## Problem description
Nothing but the lines from the one containing "57L287 58L288 47L281" through the last line of the entries should appear in the output, each verbatim.

## Task data
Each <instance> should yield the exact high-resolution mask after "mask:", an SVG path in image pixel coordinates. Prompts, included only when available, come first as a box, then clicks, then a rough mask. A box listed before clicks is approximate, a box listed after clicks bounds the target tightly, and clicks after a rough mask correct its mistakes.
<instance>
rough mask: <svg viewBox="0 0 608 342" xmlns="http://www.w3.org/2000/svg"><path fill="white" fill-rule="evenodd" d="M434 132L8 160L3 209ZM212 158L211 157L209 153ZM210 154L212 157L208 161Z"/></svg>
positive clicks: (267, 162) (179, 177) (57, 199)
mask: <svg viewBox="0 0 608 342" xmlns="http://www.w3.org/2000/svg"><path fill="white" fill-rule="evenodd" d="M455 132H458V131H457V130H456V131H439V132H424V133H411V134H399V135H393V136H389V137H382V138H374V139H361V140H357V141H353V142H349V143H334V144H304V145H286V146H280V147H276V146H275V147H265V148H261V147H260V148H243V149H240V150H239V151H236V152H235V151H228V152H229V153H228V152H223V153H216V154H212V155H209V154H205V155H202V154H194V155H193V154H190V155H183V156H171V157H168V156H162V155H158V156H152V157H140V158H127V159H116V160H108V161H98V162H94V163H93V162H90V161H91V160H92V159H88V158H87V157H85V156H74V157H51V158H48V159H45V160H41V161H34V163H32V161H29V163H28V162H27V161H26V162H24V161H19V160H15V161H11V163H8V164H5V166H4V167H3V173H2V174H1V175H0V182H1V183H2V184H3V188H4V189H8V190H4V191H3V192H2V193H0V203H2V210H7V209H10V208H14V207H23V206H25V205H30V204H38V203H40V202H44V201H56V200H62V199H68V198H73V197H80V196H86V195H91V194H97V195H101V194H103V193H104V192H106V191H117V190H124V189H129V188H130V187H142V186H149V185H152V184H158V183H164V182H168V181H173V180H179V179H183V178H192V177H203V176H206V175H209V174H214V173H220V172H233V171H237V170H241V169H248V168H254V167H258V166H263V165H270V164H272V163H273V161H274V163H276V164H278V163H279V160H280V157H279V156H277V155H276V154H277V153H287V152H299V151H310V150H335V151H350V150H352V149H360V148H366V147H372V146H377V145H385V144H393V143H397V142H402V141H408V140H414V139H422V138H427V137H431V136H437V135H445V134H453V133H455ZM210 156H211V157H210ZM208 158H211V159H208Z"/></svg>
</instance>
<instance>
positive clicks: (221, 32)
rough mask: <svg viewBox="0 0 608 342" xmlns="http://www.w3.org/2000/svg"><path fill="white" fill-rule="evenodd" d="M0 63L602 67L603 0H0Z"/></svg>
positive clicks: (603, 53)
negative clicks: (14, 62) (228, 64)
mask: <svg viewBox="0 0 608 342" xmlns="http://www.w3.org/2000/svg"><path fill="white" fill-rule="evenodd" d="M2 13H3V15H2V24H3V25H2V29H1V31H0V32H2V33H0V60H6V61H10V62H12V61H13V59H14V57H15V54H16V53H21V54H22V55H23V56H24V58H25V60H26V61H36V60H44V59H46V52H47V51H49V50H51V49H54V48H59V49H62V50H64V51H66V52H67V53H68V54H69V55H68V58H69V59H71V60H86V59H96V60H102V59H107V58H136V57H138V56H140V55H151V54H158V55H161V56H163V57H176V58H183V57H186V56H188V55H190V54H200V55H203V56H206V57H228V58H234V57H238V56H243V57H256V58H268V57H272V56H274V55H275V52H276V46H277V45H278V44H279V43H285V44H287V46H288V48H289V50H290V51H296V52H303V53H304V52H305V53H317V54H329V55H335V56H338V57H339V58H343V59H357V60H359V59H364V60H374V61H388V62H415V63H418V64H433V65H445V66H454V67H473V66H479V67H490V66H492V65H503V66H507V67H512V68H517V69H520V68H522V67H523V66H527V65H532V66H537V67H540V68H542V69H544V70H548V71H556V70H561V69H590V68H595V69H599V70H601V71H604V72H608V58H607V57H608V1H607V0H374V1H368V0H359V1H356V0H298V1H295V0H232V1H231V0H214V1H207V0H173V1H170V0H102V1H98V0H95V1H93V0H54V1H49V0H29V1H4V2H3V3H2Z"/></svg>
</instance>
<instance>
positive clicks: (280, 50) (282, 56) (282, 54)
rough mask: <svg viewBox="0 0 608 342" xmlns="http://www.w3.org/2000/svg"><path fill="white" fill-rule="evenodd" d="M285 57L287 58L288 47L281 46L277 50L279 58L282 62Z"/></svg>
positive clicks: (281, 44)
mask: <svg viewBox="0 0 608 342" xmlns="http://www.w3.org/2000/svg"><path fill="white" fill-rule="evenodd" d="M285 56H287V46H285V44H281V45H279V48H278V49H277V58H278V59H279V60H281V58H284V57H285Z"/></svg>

## Written solution
rough mask: <svg viewBox="0 0 608 342" xmlns="http://www.w3.org/2000/svg"><path fill="white" fill-rule="evenodd" d="M285 57L287 58L288 47L281 46L277 50L279 58L282 62Z"/></svg>
positive clicks: (281, 44)
mask: <svg viewBox="0 0 608 342" xmlns="http://www.w3.org/2000/svg"><path fill="white" fill-rule="evenodd" d="M285 56H287V46H285V44H281V45H279V48H278V49H277V58H278V59H279V60H281V58H284V57H285Z"/></svg>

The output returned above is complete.